• _WHAT IS BEING ASKED_
Rewrite the listing starting at the line that contains "Annotation guideline — the target class is bare" and ending after the line that contains "62;223;114;300", with "bare leg" changed to "exposed leg" and nothing else altered.

[Collection entries]
☆ ☆ ☆ ☆

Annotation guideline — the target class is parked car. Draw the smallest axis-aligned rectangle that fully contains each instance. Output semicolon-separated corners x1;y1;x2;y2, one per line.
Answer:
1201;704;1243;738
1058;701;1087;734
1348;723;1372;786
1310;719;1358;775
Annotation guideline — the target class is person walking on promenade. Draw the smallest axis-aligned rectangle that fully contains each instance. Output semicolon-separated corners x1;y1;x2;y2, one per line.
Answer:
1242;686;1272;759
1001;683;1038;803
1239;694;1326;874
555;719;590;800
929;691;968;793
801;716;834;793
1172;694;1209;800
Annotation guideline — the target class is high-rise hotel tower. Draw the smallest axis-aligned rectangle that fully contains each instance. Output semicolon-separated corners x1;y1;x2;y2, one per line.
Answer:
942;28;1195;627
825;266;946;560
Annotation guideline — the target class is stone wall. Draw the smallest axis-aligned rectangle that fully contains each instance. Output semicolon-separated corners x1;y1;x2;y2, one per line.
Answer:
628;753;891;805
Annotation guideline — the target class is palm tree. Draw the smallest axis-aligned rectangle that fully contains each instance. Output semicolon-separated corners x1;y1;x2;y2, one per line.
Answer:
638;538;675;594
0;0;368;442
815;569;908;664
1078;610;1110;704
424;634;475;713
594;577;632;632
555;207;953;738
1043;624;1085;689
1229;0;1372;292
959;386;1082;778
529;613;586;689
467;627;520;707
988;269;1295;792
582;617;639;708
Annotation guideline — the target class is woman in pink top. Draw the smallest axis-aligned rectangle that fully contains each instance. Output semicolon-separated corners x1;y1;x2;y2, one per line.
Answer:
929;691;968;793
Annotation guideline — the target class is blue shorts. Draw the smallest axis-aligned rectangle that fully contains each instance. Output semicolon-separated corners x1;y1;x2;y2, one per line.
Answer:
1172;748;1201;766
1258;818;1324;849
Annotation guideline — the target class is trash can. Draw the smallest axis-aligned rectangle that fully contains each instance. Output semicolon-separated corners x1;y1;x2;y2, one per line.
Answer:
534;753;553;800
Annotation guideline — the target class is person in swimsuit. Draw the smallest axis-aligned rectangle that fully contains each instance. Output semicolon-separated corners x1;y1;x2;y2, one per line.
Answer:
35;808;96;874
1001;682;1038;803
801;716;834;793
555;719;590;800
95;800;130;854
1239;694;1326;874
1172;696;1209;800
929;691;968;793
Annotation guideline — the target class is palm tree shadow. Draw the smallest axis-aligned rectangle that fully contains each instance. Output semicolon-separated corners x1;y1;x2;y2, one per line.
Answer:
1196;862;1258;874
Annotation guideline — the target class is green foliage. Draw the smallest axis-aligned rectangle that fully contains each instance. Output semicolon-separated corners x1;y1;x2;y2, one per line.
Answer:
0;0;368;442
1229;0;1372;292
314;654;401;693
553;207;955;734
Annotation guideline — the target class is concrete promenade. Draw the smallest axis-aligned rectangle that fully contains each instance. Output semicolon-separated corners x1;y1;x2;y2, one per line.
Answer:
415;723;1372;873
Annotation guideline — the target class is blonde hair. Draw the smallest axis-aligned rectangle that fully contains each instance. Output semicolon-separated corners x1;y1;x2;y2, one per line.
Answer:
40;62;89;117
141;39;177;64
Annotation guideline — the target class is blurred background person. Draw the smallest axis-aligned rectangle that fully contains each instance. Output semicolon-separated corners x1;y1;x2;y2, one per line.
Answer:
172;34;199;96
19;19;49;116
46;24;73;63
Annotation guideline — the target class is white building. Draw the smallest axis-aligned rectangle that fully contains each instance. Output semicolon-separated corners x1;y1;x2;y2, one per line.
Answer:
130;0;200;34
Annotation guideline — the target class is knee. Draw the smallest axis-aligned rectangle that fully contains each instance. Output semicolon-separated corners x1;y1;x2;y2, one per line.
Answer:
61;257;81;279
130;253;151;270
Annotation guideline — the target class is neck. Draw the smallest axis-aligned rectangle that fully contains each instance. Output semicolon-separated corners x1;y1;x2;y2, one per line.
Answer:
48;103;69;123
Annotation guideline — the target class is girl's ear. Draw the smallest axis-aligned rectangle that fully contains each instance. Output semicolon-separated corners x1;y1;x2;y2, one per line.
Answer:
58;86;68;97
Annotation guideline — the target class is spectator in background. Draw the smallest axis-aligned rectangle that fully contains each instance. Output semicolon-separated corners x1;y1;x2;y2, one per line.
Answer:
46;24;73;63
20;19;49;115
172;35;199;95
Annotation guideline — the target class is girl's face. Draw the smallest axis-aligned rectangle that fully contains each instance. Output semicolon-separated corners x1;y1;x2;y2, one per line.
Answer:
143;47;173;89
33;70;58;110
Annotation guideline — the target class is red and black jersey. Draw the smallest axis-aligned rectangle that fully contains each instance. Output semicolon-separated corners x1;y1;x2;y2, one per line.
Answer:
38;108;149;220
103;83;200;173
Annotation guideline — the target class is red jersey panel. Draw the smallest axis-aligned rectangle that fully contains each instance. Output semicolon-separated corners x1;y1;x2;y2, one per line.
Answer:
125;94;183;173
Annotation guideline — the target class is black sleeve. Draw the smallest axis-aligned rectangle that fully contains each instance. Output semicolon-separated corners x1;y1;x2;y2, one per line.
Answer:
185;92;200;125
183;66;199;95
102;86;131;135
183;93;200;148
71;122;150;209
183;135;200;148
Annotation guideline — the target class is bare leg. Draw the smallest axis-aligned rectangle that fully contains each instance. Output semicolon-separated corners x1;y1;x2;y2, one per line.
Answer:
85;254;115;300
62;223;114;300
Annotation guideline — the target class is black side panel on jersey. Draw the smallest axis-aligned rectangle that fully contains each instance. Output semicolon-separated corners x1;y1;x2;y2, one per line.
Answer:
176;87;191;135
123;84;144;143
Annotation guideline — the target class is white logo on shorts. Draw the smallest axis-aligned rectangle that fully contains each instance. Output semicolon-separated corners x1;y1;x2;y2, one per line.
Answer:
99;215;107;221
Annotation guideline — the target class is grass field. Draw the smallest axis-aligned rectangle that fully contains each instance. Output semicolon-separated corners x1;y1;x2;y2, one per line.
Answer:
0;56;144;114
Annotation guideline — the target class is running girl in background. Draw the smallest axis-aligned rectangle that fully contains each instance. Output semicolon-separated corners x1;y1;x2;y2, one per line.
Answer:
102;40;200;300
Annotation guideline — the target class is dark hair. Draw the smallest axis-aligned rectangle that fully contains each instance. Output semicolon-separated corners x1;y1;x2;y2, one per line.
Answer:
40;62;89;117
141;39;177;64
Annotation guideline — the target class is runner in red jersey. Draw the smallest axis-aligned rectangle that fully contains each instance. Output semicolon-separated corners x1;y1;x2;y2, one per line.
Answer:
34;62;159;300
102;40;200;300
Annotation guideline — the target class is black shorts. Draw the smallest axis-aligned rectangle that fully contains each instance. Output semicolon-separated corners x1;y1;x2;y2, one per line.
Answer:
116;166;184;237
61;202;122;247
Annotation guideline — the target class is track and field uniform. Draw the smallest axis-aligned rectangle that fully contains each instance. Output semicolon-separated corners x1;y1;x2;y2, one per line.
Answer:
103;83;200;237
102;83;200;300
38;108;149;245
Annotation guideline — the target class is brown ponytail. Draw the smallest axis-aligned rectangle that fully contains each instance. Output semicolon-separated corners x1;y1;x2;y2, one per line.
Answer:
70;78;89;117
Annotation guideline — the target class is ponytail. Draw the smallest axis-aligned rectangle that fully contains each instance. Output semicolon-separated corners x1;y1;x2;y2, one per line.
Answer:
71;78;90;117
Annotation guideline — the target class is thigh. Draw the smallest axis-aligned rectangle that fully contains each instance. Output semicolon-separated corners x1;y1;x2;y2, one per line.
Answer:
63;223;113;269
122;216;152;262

☆ ☆ ☆ ☆

• _REPLY_
Annotation guideline — the target class is exposed leg. Draw the smallest axis-aligned rectangle that fully contains each instance. Output semicolon-separated corners x1;y1;x2;y2, one per line.
Answer:
85;254;115;300
62;223;114;300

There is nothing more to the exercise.